107.          Mr. Sweeney says a maritime lien arises by operation of law in favour of Calogeras, but in the absence of statutory authority or other maritime law right, the terms of a private agreement between a supplier and the owner or manager of a vessel cannot have the effect of giving that supplier priority over the publicly registered interest of a mortgagee.

[73]            En conséquence et de manière très claire, je ne peux reconnaître que le fournisseur Calogeras détient un privilège maritime à faire valoir contre le solde du produit de vente judiciaire du Lanner.

III.        Réaménagement de l'ordre de priorité traditionnel selon l'equity

[74]            Suivant mon décompte, douze (12) fournisseurs soulèvent de façon principale ou comme argument alternatif cette proposition que j'identifierai pour les fins des motifs qui suivent comme étant l'argument du réaménagement basé sur l'équité (certains procureurs ont utilisé l'expression anglaise « equitable subordination » ).

[75]            Ces douze (12) fournisseurs sont les suivants :

(1)         Kent Trade;

(2)         E.N. Bisso;

(3)         Chengxi;

(4)         Huashun;


(5)         Suderman;

(8)         Gulf Marine;

(9)         Robin Maritime;

(10)       Robin Ship;

(12)       Marine Fuels;

(13)       Hellas;

(14)       International Paint;

(15)       Calogeras.

(Mon décompte oublie peut-être trois fournisseurs mais cet élément ne change rien puisque les arguments pour tous les fournisseurs étaient les mêmes.)

[76]            Pour les fins du présent raisonnement, comme pour les autres motifs soutenant la présente décision, je prends pour acquis - sans en décider toutefois - que ces fournisseurs ont réussi à établir que les quelque douze navires auxquels ils ont fourni des approvisionnements nécessaires peuvent tous être vus comme des navires frères du Lanner.

[77]            Même sous cette proposition, ces fournisseurs ne pourraient faire valoir contre le Lanner qu'un droit réel prévu par la Loi. En effet, tel que l'a rapporté le juge Mackay au paragraphe 22 de ses motifs dans l'arrêt Holt Cargo Systems Inc. v. ABC Containerline N.V. (Trustees of), [2000] F.C.J. No. 197 (ci-après The Brussel) :


[22]          In my opinion the holders of maritime liens against sister ships of the "Brussel" may enforce their claims against the "Brussel" under s-s. 43(8) of this Court's Act, but they do not have the same status as holders of traditional maritime liens against that vessel. They have a statutory right in rem with priority similar to that of any creditor who has an ordinary in rem claim against a sister ship of the "Brussel". Given that such claims rank below the holder of the mortgages, their interests cannot be satisfied from the fund created by the sale of the "Brussel".

(Voir également sur ce même point les décisions de mon collègue Hargrave dans les arrêts The NEL, supra, aux paragraphes 104 à 121 et The Golden Trinity aux paragraphes 79 et suivants.)

[78]            L'on sait, tel que vu précédemment, qu'un tel droit réel se classe sous le droit d'un détenteur d'hypothèque dans l'ordre de priorité traditionnel.

[79]            Pour surclasser l'hypothèque de la Banque, il faut donc que les fournisseurs en litige ici puissent convaincre la Cour qu'il y a lieu de procéder à un réaménagement basé sur l'équité.

§ §

Exercices à faire:
[A] Indiquez si chacune des affirmations (i), (ii) et (iii) s'accorde avec le passage sur le Lanner, en répondant oui ou non et en citant les mots du passage qui tranchent. (i) Le juge reconnaît que Calogeras détient un privilège maritime contre le solde du produit de la vente judiciaire du Lanner. (ii) Le juge tient pour acquis, sans en décider, que les navires approvisionnés peuvent être vus comme des navires frères du Lanner. (iii) Un droit réel prévu par la loi se classe au-dessus du droit d'un détenteur d'hypothèque dans l'ordre de priorité traditionnel.
[B] Rédigez la suite du passage sur le Lanner à partir de sa dernière phrase.
Les lignes de données viennent d'une autre source que le passage.

Extrait de données:
§ §

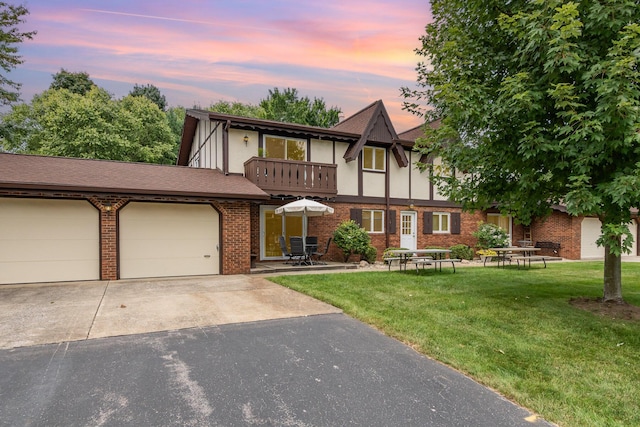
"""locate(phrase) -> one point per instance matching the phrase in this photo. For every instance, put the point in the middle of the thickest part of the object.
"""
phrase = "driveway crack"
(95, 315)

§ §

Réponses aux exercices:
[A]
(i) Non : « je ne peux reconnaître que le fournisseur Calogeras détient un privilège maritime à faire valoir contre le solde du produit de vente judiciaire du Lanner ».
(ii) Oui : « je prends pour acquis - sans en décider toutefois - que ces fournisseurs ont réussi à établir que les quelque douze navires auxquels ils ont fourni des approvisionnements nécessaires peuvent tous être vus comme des navires frères du Lanner ».
(iii) Non : « un tel droit réel se classe sous le droit d'un détenteur d'hypothèque dans l'ordre de priorité traditionnel ».

[B]
[80]            L'argument central des fournisseurs équivaut essentiellement à celui qu'a fait valoir le fournisseur Tramp contre les deux banques en litige alors dans l'arrêt The Golden Trinity ; argument que mon collègue Hargrave résume très bien comme suit au paragraphe 110 de ses motifs :

[110]        On the basis of that the Banks hold valid mortgage security and that, in some instances, Tramp ranks below them as a necessaries claimant, I now turn to Tramp's submission that the established priorities ought to be re-ordered in an equitable manner to provide some priority to Tramp. This submission is based on allegations that both RBS and Nedship ought to have moved sooner to realise against the ships on which they held mortgages and, because they failed to do so, Tramp continued to supply bunkers to the Pronoia fleet, for which it was not paid. In the result, Tramp submits that the two Banks have been unjustly enriched. Any existence of unjust enrichment, being an equitable doctrine should, in Tramp's view, result in a re-ordering of the usual priorities between maritime in rem claims.


[81]            Le test à rencontrer pour obtenir un réaménagement basé sur l'équité est très exigeant. Tel que le démontrent les extraits suivants de l'arrêt The Golden Trinity, le fardeau dans un tel cas est porté sur les épaules des fournisseurs et ces derniers doivent démontrer par des preuves très convaincantes qu'il y a lieu de procéder à un réaménagement basé sur l'équité en raison de la présence de circonstances très particulières et du fait que l'entorse à cet ordre de priorité est essentielle pour prévenir une injustice évidente :

[118]        [...]

Thus I must not depart from the usual long established order of priorities except in very special circumstances and only then if the departure is essential to prevent an obvious injustice. This represents a heavy onus on the part of the party seeking to re-order the usual ranking of claims.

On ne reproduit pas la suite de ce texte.